*DESCRIPCIÓN DEL EJERCICIO:*
Reproduce tal cual, de principio a fin, todas las líneas del listado.

━━━━━━━━━━

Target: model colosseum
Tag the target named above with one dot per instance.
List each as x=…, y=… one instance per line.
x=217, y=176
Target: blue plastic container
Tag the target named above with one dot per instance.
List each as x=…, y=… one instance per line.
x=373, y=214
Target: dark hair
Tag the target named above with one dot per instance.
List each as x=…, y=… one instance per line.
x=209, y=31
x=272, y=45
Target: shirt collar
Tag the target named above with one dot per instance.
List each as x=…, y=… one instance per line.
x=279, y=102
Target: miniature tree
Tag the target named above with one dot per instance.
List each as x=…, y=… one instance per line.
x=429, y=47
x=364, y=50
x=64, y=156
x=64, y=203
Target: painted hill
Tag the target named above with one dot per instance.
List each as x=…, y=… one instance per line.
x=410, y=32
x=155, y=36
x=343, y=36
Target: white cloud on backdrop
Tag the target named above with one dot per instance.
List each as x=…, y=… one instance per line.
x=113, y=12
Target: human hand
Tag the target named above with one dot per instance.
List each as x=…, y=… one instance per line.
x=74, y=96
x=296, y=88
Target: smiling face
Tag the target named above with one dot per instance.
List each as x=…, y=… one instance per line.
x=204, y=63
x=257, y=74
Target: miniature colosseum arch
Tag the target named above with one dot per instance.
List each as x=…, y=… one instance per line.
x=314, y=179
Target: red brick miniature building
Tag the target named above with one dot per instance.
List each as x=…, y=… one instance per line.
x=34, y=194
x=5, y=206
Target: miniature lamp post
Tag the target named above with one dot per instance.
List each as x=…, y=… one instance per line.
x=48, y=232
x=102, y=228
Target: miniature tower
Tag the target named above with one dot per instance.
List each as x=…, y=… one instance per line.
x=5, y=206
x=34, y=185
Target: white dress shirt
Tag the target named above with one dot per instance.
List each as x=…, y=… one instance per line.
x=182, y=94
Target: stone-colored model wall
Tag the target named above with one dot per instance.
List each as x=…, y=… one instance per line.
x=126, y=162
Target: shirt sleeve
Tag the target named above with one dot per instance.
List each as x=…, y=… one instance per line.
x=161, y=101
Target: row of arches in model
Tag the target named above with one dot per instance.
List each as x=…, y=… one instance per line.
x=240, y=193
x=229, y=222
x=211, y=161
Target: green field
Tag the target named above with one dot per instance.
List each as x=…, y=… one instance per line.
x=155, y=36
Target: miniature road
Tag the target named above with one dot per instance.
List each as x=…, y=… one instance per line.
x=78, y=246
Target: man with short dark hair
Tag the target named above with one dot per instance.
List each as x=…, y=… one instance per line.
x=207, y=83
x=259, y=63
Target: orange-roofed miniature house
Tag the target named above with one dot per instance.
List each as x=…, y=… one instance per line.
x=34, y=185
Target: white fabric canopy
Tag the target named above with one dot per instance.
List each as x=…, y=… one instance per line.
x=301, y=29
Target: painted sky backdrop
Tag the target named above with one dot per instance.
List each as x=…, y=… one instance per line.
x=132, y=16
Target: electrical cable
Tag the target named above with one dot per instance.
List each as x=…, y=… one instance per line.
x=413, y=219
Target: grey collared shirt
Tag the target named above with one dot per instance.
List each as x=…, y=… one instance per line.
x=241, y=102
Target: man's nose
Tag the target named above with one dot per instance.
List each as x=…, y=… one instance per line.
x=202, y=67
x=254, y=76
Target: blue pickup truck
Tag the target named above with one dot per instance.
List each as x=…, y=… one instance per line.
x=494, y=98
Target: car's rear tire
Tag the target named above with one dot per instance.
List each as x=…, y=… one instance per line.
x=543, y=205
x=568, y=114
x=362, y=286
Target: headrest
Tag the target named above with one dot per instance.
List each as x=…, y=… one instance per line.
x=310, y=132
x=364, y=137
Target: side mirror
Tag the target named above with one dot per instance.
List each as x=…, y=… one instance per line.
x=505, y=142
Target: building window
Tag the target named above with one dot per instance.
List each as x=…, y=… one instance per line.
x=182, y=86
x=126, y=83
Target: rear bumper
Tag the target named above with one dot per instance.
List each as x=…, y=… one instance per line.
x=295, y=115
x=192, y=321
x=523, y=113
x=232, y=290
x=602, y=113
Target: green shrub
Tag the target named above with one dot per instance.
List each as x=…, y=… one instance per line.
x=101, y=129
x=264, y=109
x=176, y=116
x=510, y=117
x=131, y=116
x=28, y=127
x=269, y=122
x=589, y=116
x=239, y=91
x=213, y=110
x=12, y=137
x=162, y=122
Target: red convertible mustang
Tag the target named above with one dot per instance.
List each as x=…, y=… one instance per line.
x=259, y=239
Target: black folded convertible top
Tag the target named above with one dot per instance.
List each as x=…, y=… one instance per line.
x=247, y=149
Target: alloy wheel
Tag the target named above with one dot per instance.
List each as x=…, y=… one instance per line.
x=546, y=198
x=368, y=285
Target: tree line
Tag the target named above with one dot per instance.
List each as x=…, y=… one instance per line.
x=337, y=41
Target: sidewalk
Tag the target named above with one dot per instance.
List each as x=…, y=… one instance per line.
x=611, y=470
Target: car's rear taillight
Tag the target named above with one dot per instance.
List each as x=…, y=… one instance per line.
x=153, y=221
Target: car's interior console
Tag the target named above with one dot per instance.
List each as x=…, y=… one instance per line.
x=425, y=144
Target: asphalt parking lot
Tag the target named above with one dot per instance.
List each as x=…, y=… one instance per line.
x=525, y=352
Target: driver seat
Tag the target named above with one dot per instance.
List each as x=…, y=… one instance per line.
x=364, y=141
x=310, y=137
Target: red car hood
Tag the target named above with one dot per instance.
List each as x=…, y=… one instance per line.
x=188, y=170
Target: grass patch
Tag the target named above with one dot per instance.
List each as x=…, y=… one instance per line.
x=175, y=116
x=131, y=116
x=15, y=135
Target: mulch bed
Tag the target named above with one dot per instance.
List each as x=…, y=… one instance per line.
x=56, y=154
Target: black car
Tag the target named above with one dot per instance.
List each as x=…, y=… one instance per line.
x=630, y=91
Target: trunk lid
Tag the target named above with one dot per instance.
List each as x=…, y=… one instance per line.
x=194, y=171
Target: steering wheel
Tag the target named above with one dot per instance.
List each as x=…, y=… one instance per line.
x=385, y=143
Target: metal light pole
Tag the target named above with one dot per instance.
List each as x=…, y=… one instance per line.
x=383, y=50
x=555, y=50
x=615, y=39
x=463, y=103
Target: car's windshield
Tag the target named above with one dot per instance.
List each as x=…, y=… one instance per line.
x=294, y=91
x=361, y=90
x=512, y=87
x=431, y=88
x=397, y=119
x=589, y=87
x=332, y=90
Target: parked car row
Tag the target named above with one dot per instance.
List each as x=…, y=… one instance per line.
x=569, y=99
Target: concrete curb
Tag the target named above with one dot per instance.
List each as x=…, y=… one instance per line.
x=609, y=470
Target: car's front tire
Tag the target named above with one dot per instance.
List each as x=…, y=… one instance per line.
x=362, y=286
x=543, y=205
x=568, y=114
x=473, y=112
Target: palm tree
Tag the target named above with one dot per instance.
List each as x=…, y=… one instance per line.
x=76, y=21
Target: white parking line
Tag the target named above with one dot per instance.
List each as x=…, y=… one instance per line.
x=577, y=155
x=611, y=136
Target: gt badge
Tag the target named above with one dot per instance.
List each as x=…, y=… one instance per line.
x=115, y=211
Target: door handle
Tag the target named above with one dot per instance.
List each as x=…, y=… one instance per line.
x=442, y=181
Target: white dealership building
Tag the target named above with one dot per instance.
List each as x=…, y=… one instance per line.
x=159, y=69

━━━━━━━━━━

*RESULTADO:*
Target: model colosseum
Tag the target named above with one dot per instance.
List each as x=…, y=… one instance per line.
x=217, y=176
Target: blue plastic container
Tag the target named above with one dot per instance.
List each as x=…, y=… one instance per line.
x=373, y=214
Target: dark hair
Tag the target named above with one dot per instance.
List each as x=…, y=… one instance per line.
x=209, y=31
x=272, y=45
Target: shirt collar
Tag the target named above with one dot per instance.
List each as x=…, y=… one instance per line.
x=279, y=102
Target: miniature tree
Tag the target named above with one dot per instance.
List each as x=…, y=… one instance per line.
x=429, y=47
x=364, y=50
x=64, y=156
x=64, y=203
Target: painted hill
Tag the target named above with one dot per instance.
List each as x=…, y=… one instance per line.
x=410, y=32
x=155, y=36
x=343, y=36
Target: white cloud on backdrop
Tag the target named above with one dot per instance.
List each as x=…, y=… one instance per line.
x=113, y=12
Target: human hand
Tag the target named above with one dot per instance.
List each as x=…, y=… one instance per line.
x=74, y=96
x=296, y=88
Target: smiling face
Tag the target named above with one dot per instance.
List each as x=…, y=… one instance per line.
x=204, y=63
x=257, y=74
Target: miniature colosseum arch
Tag the target named above with one dot per instance.
List each as x=…, y=… one instance per line.
x=314, y=179
Target: red brick miniature building
Tag the target named above with one dot per instance.
List each as x=…, y=… one instance per line.
x=34, y=194
x=5, y=206
Target: miniature lamp post
Tag the target named above with one dot per instance.
List each as x=…, y=… one instance per line.
x=48, y=232
x=102, y=228
Target: miniature tower
Tag the target named above with one dot per instance.
List each as x=…, y=… one instance per line.
x=5, y=206
x=34, y=185
Target: white dress shirt
Tag the target named above with one dot per instance.
List each as x=…, y=… one instance per line.
x=182, y=94
Target: stone-colored model wall
Tag the target named above with one dot per instance.
List each as x=…, y=… one instance per line.
x=126, y=162
Target: shirt sleeve
Tag the target named above with one dot per instance.
List each as x=…, y=… one instance per line.
x=161, y=101
Target: row of arches in model
Tag the target named above with one dot per instance.
List each as x=…, y=… one instance per line.
x=240, y=193
x=229, y=222
x=211, y=161
Target: green field
Tag the target named above with one dot per instance.
List each as x=…, y=… one instance per line.
x=155, y=36
Target: miniature road
Tag the target named above with one dot per instance.
List each as x=…, y=… one instance per line.
x=78, y=246
Target: man with short dark hair
Tag the target named above with one dot per instance.
List each as x=…, y=… one instance per line.
x=207, y=83
x=259, y=63
Target: orange-roofed miniature house
Tag the target named above with one dot per instance.
List each as x=…, y=… one instance per line.
x=34, y=185
Target: white fabric canopy
Tag the target named above with one dot per instance.
List each as x=…, y=… one instance per line.
x=301, y=29
Target: painted sky backdrop
Tag the target named above with one dot per instance.
List each as x=…, y=… one instance per line.
x=132, y=16
Target: electrical cable
Tag the target named above with one dot per instance.
List each as x=…, y=… one instance per line.
x=413, y=219
Target: grey collared shirt
Tag the target named above with one dot per instance.
List each as x=…, y=… one instance per line.
x=241, y=102
Target: man's nose
Tag the target named above with one dot per instance.
List each as x=…, y=… one instance per line.
x=202, y=67
x=254, y=76
Target: blue pickup truck
Tag the target named above with one dot per instance.
List each as x=…, y=… one instance per line.
x=494, y=98
Target: car's rear tire
Tag the target named above with one dot per instance.
List each as x=…, y=… one instance per line.
x=543, y=205
x=568, y=114
x=362, y=286
Target: headrest
Tag the target named above with one dot per instance.
List each as x=…, y=… one instance per line.
x=310, y=132
x=364, y=137
Target: side mirror
Tag the target named above with one dot per instance.
List each as x=…, y=… one instance per line.
x=505, y=142
Target: building window
Tag the target named above with one dot per instance.
List each as x=…, y=… one instance per line.
x=182, y=86
x=126, y=83
Target: rear bumper
Tag the target named above with one dot per instance.
List each as x=…, y=… one instance per line.
x=295, y=115
x=192, y=321
x=523, y=113
x=232, y=290
x=602, y=113
Target: green shrub
Tag the target named above with one dot per instance.
List each as x=…, y=… one instance per line.
x=101, y=129
x=264, y=109
x=176, y=116
x=510, y=117
x=131, y=116
x=28, y=127
x=269, y=122
x=589, y=116
x=239, y=91
x=213, y=110
x=12, y=137
x=162, y=122
Target: red convertible mustang
Tag the target named above with one dot per instance.
List each as x=…, y=… one instance per line.
x=259, y=239
Target: black folded convertible top
Tag the target named above with one dot per instance.
List each as x=…, y=… one instance per line.
x=247, y=149
Target: alloy wheel
Tag the target named above with one dot per instance.
List each as x=…, y=… one instance per line.
x=546, y=198
x=368, y=285
Target: tree line
Tag the target named above with one dot per instance.
List each as x=…, y=… one instance per line.
x=337, y=41
Target: sidewalk
Tag the target named above with one dot per instance.
List each as x=…, y=… one instance per line.
x=611, y=470
Target: car's rear taillight
Tag the target named above with one dot per instance.
List each as x=…, y=… one instance per line.
x=153, y=221
Target: car's interior console
Tag the target named above with one dot per instance.
List each as x=…, y=… one instance per line.
x=425, y=144
Target: asphalt parking lot
Tag the target named above with one dot per instance.
List each as x=…, y=… one instance per line.
x=525, y=352
Target: driver seat
Tag the target named above with one dot per instance.
List each as x=…, y=… one instance per line.
x=364, y=141
x=310, y=137
Target: red car hood
Tag the target named above with one dot per instance.
List each as x=…, y=… one instance per line.
x=188, y=170
Target: grass patch
Tag the target named above with one dot per instance.
List each as x=…, y=… one instance per line.
x=175, y=116
x=131, y=116
x=15, y=135
Target: mulch bed
Tag the target named above with one dot per instance.
List each as x=…, y=… one instance per line.
x=56, y=154
Target: black car
Tag the target named above with one dot per instance.
List each as x=…, y=… one instance per line.
x=630, y=91
Target: trunk lid
Tag the target named above with one dot per instance.
List each as x=…, y=… one instance per line.
x=194, y=171
Target: steering wheel
Tag the target named above with one dot per instance.
List each as x=…, y=… one instance per line.
x=385, y=143
Target: metal light pole
Tag the target named above with one dot per instance.
List each as x=…, y=… one instance per line.
x=383, y=50
x=555, y=50
x=615, y=39
x=463, y=103
Target: car's windshield
Tag the target named above with one dot per instance.
List each as x=…, y=… one instance per line.
x=294, y=91
x=361, y=90
x=512, y=87
x=431, y=88
x=397, y=119
x=589, y=87
x=332, y=90
Target: parked car row
Tag the target named above with one dot per instance.
List each as x=…, y=… one instance per line.
x=569, y=99
Target: concrete curb
Tag the target named above with one dot per instance.
List each as x=…, y=… one instance per line.
x=609, y=470
Target: car's front tire
Tag the target named above with one dot per instance.
List each as x=…, y=… one instance per line.
x=362, y=286
x=543, y=205
x=568, y=114
x=473, y=112
Target: palm tree
Tag the target named above with one dot per instance.
List each as x=…, y=… one instance per line.
x=76, y=21
Target: white parking line
Tag the target named above with one dot per instance.
List each as x=…, y=… one instance per line.
x=577, y=155
x=611, y=136
Target: gt badge
Tag the target named above with one dot per instance.
List each as x=…, y=… one instance per line.
x=115, y=211
Target: door handle
Tag the target named above with one dot per instance.
List each as x=…, y=… one instance per line.
x=442, y=181
Target: white dealership building
Tag the target named above with one dot per instance.
List each as x=…, y=… one instance per line.
x=159, y=69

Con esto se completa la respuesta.